=== TASKS TO PERFORM ===
1. In the Grady Hospital entry, list the groups of people named in the sentence containing "milling about in the cafeteria".
2. Return the stretch of the Grady Hospital entry from "Grady Hospital Day" through "at a hospital.", word for word.

━━ TEXT FOR ANALYSIS ━━

Grady Hospital Day 3

It’s the Grady experience, Day 3, but it’s really our group’s second day appearance at the site. Gone are my first day jitters. I’m not really sure what I had expected on the first day. I guess I held my breath when we walked through the ER because I expected to hear loud screams of doctors asking for atropine and dramatic yells of clear. I expected scenes of evisceration like some gore movie from Friday the 13th or loose prisoners. All these silly imaginations have settled, and in its stead, I see physicians, residents, administrators, technicians, and patients milling about in the cafeteria. I even see construction crews ready for the day’s job. I can look outside the cafeteria window and see the backlog of traffic and hoping that someone has not gotten into an accident and isn’t himself on his way to Grady. It is a typical day at a hospital.

Today, we initiated our project. After a brief planning session. We broke apart in teams. Each team spoke to different groups, patient, administrators, technicians, and nurses. We started with our 10 questions that may trigger other questions, but we allowed each interviewer to let the interviewee to direct the course of the interview. We did manage to interview most of the nurses and technicians and many of the Spanish speaking patients. Many of the English speaking patients were in the middle of treatment and were asleep, so we respected their time and let them rest.

After the interviews, we discussed how we were going to compile the information and decided we would compile the information into an excel spreadsheet and we would determine how to quantify it later. We also determined that we would read other journal articles.

We also begin another project, which is to determine the menu for Friday’s Good Samaritan project. We are trying to make sure we provide good sustenance as well as provide a hearty meal. We want to provide dignity as well. We have thrown out ideas, and we decided that we were going to provide something warm.

As the day closes, my hope is that this little seed of a project good provide something that shows both the nurses and the patients that there is respect and honor in what they do…that they are not forgotten, and that we are all hopeful.

━━━
━━ DATA SUPPLIED ━━

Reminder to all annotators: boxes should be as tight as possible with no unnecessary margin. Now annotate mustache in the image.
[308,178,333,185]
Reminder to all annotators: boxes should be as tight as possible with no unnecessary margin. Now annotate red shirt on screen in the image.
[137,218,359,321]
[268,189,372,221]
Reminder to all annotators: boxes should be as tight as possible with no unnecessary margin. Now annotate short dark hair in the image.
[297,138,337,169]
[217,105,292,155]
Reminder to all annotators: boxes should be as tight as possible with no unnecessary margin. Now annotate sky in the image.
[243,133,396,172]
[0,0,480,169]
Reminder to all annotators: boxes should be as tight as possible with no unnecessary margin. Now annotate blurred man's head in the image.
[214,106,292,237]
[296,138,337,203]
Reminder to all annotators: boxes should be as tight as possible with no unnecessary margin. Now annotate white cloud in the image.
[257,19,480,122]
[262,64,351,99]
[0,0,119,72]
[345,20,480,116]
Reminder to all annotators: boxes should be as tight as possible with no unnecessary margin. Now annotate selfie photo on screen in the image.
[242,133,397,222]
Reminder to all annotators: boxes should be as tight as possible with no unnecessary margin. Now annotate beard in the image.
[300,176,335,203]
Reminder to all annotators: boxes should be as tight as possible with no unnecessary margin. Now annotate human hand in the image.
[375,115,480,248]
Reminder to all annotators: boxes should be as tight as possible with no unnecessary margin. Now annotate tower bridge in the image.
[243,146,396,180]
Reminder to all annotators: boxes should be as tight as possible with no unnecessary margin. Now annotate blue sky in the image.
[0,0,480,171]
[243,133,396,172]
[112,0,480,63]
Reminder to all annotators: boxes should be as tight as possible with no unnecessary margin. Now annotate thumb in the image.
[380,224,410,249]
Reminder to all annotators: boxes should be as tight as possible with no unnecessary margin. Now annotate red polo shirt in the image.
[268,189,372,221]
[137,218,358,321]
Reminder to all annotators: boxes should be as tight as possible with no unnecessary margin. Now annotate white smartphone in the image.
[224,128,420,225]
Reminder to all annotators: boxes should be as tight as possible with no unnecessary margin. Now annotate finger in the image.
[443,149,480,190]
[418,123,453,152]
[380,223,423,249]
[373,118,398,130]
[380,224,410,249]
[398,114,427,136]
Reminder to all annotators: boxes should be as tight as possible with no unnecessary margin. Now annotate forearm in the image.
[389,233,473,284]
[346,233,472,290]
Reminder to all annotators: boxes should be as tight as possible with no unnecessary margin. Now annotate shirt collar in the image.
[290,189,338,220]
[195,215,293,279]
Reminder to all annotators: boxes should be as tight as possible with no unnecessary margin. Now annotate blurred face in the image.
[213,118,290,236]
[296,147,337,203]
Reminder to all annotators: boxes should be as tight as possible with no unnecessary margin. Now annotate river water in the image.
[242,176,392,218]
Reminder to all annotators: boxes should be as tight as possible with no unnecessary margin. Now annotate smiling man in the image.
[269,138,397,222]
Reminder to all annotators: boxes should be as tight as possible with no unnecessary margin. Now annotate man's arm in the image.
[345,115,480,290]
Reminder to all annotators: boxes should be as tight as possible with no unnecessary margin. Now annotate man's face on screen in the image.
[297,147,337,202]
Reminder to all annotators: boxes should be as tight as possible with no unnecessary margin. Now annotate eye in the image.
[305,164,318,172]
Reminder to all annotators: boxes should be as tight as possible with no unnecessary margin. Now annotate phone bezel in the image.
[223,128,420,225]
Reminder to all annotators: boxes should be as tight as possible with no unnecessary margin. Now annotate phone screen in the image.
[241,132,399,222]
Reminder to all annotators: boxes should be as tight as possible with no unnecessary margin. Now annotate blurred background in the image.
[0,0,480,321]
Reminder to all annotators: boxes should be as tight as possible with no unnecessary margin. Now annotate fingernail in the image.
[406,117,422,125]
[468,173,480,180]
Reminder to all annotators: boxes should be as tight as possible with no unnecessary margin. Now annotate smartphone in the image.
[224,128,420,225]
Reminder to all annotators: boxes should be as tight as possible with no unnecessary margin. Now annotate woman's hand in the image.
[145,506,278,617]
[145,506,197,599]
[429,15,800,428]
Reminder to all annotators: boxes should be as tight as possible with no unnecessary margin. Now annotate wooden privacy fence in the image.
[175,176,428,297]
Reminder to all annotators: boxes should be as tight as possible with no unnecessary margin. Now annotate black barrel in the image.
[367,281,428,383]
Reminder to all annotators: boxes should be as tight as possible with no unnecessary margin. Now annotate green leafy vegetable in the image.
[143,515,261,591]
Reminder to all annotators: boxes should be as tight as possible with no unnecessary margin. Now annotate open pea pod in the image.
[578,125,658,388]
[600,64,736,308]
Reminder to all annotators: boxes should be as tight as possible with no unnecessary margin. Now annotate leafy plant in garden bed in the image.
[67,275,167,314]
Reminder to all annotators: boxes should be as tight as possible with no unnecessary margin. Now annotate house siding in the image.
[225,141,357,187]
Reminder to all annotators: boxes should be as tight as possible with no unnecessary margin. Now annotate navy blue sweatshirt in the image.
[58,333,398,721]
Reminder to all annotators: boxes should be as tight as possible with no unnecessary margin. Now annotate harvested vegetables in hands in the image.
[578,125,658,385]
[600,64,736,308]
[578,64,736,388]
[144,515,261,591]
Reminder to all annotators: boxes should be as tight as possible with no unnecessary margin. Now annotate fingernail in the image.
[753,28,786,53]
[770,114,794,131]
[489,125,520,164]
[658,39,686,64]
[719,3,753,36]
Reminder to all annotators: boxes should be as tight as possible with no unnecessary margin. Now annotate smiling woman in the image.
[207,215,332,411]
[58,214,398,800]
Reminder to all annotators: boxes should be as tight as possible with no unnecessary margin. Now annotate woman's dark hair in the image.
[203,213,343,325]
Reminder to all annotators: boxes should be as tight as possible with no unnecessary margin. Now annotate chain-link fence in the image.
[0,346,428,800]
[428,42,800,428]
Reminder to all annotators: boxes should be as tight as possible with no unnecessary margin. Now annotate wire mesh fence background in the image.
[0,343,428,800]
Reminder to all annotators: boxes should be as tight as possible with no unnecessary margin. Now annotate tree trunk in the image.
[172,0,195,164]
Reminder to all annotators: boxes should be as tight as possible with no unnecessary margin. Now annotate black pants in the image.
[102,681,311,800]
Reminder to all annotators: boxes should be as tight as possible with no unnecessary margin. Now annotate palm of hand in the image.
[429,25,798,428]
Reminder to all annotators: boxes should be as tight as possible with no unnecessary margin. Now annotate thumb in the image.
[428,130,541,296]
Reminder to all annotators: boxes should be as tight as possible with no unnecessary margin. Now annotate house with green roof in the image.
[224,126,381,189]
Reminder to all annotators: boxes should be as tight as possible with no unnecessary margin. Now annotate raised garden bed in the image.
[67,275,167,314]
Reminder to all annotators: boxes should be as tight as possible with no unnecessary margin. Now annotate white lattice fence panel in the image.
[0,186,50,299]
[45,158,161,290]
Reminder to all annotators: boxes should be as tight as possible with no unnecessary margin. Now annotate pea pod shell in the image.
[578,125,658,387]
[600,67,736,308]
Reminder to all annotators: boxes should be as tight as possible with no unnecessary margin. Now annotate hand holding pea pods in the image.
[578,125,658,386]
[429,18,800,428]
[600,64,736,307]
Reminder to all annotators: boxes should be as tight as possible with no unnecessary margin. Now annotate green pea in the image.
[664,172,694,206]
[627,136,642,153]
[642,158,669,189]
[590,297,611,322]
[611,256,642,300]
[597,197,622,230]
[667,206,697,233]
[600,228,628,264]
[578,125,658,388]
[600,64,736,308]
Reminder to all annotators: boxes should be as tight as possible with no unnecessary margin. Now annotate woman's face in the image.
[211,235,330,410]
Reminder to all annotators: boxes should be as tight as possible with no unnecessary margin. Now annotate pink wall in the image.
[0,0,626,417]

━━━

=== TASK SOLUTIONS ===
1. physicians, residents, administrators, technicians, patients

2.
Grady Hospital Day 3

It’s the Grady experience, Day 3, but it’s really our group’s second day appearance at the site. Gone are my first day jitters. I’m not really sure what I had expected on the first day. I guess I held my breath when we walked through the ER because I expected to hear loud screams of doctors asking for atropine and dramatic yells of clear. I expected scenes of evisceration like some gore movie from Friday the 13th or loose prisoners. All these silly imaginations have settled, and in its stead, I see physicians, residents, administrators, technicians, and patients milling about in the cafeteria. I even see construction crews ready for the day’s job. I can look outside the cafeteria window and see the backlog of traffic and hoping that someone has not gotten into an accident and isn’t himself on his way to Grady. It is a typical day at a hospital.